* _EXERCISE OBJECTIVE_
Where a line in the material below has the string "wheel", please report it.

= = = = = = =

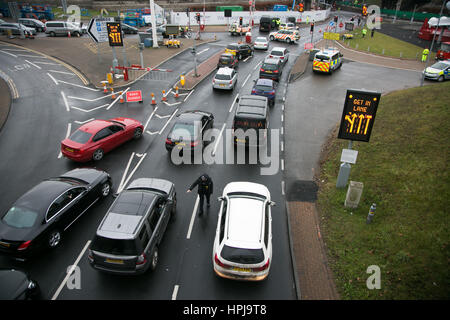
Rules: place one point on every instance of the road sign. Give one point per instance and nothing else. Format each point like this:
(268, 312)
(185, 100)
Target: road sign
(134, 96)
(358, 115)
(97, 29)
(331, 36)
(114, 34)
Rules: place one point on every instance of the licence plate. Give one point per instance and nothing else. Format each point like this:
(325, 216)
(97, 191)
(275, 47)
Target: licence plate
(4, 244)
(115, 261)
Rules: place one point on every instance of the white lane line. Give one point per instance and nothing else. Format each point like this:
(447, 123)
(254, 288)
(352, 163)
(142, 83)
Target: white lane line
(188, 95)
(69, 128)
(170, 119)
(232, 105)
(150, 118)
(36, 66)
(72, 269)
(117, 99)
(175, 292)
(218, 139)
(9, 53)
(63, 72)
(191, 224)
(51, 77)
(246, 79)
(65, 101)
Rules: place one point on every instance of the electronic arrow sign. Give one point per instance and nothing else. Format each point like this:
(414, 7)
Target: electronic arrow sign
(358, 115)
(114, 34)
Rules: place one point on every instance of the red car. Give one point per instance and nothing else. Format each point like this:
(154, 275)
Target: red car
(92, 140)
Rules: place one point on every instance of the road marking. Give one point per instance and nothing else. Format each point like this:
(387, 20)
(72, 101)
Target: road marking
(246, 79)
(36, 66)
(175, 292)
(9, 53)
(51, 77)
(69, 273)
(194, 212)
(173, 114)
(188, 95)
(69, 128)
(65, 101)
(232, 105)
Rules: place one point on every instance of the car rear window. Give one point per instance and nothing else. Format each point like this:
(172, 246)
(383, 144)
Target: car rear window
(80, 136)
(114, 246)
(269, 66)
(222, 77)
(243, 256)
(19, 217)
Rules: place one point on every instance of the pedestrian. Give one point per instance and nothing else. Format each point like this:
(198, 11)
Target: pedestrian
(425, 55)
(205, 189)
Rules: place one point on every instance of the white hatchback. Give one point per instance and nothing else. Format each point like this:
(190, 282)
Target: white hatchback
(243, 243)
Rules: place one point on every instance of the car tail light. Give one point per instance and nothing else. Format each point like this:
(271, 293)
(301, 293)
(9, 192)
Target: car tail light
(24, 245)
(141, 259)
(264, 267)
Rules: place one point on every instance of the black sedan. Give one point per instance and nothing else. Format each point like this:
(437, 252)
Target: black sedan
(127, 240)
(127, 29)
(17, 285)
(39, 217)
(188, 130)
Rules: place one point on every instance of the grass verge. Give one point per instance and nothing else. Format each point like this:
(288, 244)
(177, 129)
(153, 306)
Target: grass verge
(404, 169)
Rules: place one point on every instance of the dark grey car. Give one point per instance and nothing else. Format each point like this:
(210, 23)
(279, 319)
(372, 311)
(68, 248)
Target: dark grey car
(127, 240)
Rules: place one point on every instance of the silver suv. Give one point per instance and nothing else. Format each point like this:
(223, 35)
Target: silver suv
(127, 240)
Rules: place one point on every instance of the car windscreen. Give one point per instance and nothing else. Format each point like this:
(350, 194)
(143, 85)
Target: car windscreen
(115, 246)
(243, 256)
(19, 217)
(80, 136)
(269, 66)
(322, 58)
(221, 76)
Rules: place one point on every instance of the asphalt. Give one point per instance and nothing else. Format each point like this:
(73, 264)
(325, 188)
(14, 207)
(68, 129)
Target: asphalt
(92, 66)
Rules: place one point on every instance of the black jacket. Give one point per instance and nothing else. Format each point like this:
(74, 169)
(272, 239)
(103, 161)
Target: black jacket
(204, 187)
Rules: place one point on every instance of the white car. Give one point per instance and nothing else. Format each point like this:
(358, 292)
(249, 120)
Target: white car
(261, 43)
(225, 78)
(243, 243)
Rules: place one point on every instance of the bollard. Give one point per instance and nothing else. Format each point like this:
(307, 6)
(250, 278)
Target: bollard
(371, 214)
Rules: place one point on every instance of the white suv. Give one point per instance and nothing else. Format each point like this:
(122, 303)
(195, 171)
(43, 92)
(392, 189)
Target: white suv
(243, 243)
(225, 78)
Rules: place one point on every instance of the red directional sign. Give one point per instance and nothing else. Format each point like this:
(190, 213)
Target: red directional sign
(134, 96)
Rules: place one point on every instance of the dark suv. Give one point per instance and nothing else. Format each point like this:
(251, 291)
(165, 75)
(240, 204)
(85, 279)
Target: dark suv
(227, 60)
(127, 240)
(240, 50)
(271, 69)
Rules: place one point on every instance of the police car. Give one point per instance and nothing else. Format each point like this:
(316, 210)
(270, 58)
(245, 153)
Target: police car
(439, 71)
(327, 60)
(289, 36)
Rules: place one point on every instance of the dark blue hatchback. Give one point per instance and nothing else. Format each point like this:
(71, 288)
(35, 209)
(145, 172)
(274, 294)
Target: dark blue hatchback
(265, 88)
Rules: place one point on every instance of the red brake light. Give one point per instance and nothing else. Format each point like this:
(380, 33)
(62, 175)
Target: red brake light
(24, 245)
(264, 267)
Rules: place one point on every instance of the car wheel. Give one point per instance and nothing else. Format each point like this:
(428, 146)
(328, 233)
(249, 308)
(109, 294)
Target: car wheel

= = = = = = =

* _ANSWER TO THIS EXERCISE_
Rules: place one point on every instance of the car wheel. Give one point per instance and nothing else. Format each point like this:
Target: car wheel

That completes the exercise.